[Saved entries]
□ □ □ □ □ □ □

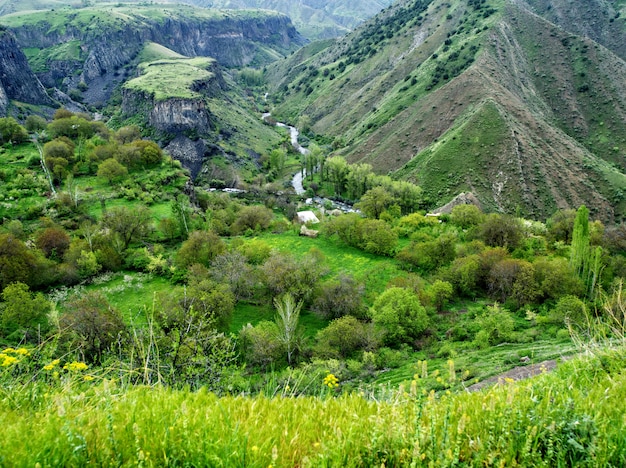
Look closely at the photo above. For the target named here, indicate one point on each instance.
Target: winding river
(298, 177)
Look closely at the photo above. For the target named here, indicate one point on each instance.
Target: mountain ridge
(560, 109)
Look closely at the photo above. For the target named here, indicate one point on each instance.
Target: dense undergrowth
(572, 417)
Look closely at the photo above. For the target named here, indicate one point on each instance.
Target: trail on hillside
(517, 373)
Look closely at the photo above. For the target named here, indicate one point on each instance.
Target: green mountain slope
(483, 95)
(315, 19)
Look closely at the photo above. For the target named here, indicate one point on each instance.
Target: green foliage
(495, 326)
(111, 170)
(287, 324)
(201, 247)
(23, 315)
(91, 326)
(339, 298)
(399, 315)
(11, 131)
(343, 338)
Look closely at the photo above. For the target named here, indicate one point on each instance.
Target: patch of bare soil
(517, 373)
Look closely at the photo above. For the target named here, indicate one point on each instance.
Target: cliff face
(104, 49)
(17, 81)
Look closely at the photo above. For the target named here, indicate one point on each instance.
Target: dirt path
(517, 373)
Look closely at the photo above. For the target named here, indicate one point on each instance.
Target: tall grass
(573, 417)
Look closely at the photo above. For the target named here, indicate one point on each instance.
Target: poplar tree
(586, 261)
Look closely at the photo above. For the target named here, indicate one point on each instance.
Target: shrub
(399, 315)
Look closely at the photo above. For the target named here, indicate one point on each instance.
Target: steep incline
(480, 95)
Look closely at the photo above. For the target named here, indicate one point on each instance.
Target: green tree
(378, 238)
(338, 298)
(201, 247)
(287, 321)
(374, 202)
(11, 131)
(23, 315)
(440, 293)
(91, 326)
(501, 231)
(399, 315)
(35, 123)
(466, 216)
(585, 260)
(342, 338)
(53, 242)
(495, 325)
(129, 224)
(260, 344)
(112, 170)
(255, 218)
(336, 169)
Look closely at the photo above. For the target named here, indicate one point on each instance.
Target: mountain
(314, 19)
(486, 96)
(88, 51)
(17, 81)
(163, 68)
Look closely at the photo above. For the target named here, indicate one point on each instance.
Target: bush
(399, 315)
(495, 325)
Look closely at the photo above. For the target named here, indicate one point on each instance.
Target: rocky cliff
(17, 81)
(92, 49)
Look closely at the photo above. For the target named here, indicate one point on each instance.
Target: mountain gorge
(481, 96)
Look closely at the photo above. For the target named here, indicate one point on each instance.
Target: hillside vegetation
(471, 96)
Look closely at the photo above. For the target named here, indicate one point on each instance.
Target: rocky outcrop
(17, 81)
(234, 40)
(461, 199)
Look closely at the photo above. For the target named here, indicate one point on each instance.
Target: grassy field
(572, 417)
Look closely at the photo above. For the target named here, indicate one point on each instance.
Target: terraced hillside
(479, 95)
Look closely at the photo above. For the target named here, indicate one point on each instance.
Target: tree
(17, 262)
(501, 231)
(127, 134)
(340, 298)
(232, 268)
(23, 315)
(585, 260)
(260, 344)
(407, 195)
(337, 168)
(515, 279)
(374, 202)
(255, 218)
(283, 275)
(201, 247)
(112, 170)
(287, 320)
(191, 349)
(440, 292)
(466, 216)
(378, 238)
(91, 326)
(358, 180)
(342, 338)
(11, 131)
(53, 242)
(35, 123)
(129, 224)
(496, 326)
(400, 316)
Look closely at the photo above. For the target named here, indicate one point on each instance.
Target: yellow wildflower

□ □ □ □ □ □ □

Try it => In the records above, return only the line that contains "Target: tree" and every line after it through the last, exactly as they appear.

Answer to this exercise =>
Target: tree
(17, 262)
(501, 231)
(127, 134)
(340, 298)
(232, 268)
(23, 315)
(585, 260)
(260, 344)
(407, 195)
(337, 168)
(515, 279)
(374, 202)
(255, 218)
(283, 275)
(201, 247)
(112, 170)
(287, 320)
(191, 349)
(440, 292)
(466, 216)
(378, 238)
(91, 326)
(358, 180)
(342, 338)
(11, 131)
(53, 242)
(35, 123)
(129, 224)
(496, 326)
(400, 316)
Look closely at the photo above. For the target named here, indicate one point on each instance.
Target: yellow wildflower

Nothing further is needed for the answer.